Set exercise 1: In the forum thread on varchar versus tinytext, what happens to temporary tables that have TEXT or BLOB columns?
Set exercise 2: Resume the forum thread on varchar versus tinytext from the point where its last reply ends.

Announcement

Announcement Module
Collapse
No announcement yet.

performance with varchar vs tinytext

Page Title Module
Move Remove Collapse
X
Conversation Detail Module
Collapse
  • Filter
  • Time
  • Show
Clear All
new posts

  • performance with varchar vs tinytext

    Hey guys, I have tried searching for difference between varchar(255) and tinytext in terms of performance but I haven't found a straight answer to this. Is it because there is no significant difference in performance? I know the difference in terms of spaces being trimmed and case sensitivity.

    I have a table with about 200+ columns. Most of the small text types are tinytext rather than varchar. Is there a good reason to be using one type over the other in terms for performance? Would the order by be faster with varchar than tinytext when the table has a big row length? I read somewhere that varchar is stored right along with the row data on disk while tinytext is stored else where on disk and such(I'm not sure about that).

    Any thoughts on this? Thanks.

  • #2
    The problem is with TMP tables those with TEXT/BLOB type columns will always be disk based, and not fast memory based, thus taking a performance hit.

    In MySQL versions 5.0.3+ you can have CHAR types upto 65535 in length.

    Comment


    • #3
      Thanks for the response. I have been messing around this a bit more. Have a column called "region" and it was tinytext. Also created an index for it region(100). But I couldn't get mysql to use the index for a simple order by query (even with force index):-

      select * from table order by region

      The explain for it always used filesort. Am i missing something here? Is there a way you can force mysql to use the index that I created for tinytext type?

      So then I duplicated that column and made it a varchar(100) instead and created another index region_varchar(100) on that new column. and issued the query again:-

      select * from table order by region_varchar

      Again it did not use the index and resorted to filesort. But it did work when i specified force index. Then I modified the index to use only first 10 characters region_varchar(10). Now again I couldn't get mysql to use the index even with force index.

      The only other way I could force it to use the index was to put in a where clause on that column.

      So I'm missing something in the way mysql uses indexes and am not sure what that is...I'm kind of new to this stuff so if anyone could point out what I'm missing, its much appreciated.

      Thanks.

      Comment


      • #4
        Sounds to me like a cardinality problem.

        Basically meaning there's not enough variance in the index justifying MySQL to use it.

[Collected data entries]
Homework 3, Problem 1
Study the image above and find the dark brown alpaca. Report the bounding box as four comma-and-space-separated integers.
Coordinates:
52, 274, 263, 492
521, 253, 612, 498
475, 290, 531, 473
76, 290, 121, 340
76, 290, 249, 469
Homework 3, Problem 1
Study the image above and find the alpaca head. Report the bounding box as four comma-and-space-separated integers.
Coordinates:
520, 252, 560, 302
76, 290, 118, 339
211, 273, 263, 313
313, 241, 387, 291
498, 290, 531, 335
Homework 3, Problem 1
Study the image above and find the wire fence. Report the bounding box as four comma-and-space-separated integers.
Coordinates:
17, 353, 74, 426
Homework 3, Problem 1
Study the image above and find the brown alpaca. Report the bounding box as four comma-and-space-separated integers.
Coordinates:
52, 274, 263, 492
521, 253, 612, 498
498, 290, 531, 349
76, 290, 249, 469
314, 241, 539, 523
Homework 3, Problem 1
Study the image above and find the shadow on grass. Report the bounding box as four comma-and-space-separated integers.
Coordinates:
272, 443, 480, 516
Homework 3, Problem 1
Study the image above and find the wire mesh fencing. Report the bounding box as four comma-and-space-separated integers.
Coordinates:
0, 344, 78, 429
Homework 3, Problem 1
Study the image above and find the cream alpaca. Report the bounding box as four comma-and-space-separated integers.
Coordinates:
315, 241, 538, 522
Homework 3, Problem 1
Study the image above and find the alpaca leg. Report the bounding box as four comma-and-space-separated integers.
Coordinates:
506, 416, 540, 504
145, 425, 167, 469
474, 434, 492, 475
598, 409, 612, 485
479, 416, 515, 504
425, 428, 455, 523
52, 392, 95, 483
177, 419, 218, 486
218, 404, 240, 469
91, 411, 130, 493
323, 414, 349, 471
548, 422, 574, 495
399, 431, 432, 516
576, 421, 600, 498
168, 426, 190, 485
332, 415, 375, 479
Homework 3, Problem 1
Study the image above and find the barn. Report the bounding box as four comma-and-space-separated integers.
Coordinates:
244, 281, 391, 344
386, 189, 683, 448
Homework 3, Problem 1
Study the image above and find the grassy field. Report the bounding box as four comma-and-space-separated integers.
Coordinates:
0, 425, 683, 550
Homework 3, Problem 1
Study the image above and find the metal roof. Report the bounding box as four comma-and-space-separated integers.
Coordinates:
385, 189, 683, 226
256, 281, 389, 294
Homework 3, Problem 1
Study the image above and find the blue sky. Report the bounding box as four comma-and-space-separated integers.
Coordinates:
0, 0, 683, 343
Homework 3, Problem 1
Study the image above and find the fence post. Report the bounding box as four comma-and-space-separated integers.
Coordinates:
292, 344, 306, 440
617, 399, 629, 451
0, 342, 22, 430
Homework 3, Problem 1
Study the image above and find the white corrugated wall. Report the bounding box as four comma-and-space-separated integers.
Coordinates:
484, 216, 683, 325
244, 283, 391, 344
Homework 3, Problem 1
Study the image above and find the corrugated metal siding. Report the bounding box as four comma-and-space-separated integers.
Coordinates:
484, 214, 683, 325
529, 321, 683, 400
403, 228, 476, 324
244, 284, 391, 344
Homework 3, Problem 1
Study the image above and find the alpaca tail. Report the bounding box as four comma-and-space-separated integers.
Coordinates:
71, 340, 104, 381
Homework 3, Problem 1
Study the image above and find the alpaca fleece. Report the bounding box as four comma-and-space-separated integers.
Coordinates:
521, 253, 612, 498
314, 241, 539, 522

Exercise result 1: They are always disk based instead of memory based, which costs performance.

Exercise result 2:
        For example, you have a region column and 99% of the values is "England" then MySQL will chose full table scan.

        By using a INDEX prefix of only 10 CHARS you're further decreasing variables in the index tree.

        Example (using INDEX(6) to make the point easier):

        'United Kingdom' INDEX(6) => 'United',
        'United States' INDEX(6) => 'United',
        'United Arab Emirates' INDEX(6) => 'United'

        No variance there, why use the index?

        Comment


        • #5
          Sorry the name "region" is bit misleading but thats the way it was when I got it. It has a bunch of codes and stuff embedded in it but it has a high cardinality (show index shows something 140K cardinality for first 10 char index out of a total of 150K rows in the table).

          Comment


          • #6
            Hmm,

            This doesn't really make sense to me then, if there is high cardinality then it would be very efficient to resort to an index lookup over that of a full table scan.

            Posting the table schema, a sample result and a sample query would help give a better responce.

            Comment


            • #7
              First of all thanks for looking into this.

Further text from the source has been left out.